_Goal of the exercise:_
Render the records below as a JSON list of strings, with one string for each line and no blank lines.

_Data to use:_

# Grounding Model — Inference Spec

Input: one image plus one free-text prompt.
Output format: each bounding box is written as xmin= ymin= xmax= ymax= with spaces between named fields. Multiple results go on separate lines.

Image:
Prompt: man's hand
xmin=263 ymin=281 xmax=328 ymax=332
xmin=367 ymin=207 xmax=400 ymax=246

_Solution:_
[
  "# Grounding Model — Inference Spec",
  "Input: one image plus one free-text prompt.",
  "Output format: each bounding box is written as xmin= ymin= xmax= ymax= with spaces between named fields. Multiple results go on separate lines.",
  "Image:",
  "Prompt: man's hand",
  "xmin=263 ymin=281 xmax=328 ymax=332",
  "xmin=367 ymin=207 xmax=400 ymax=246"
]